### WORK REQUEST:
Leaving out the pictures, write the following records exactly as they read.

### Image point grounding data:

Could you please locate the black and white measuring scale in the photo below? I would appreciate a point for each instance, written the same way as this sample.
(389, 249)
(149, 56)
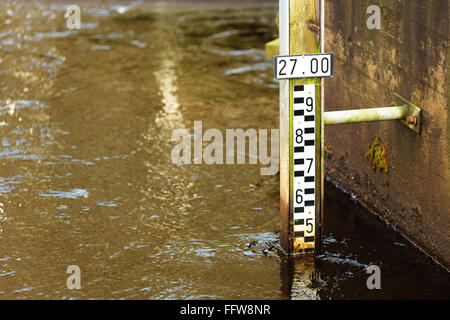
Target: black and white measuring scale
(303, 124)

### EXPECTED ANSWER:
Could you please locate the black and white measuring scale in the photo below? I would appreciate a point for each instance, written the same way as this sample.
(389, 249)
(149, 56)
Target: black and white measuring scale
(303, 124)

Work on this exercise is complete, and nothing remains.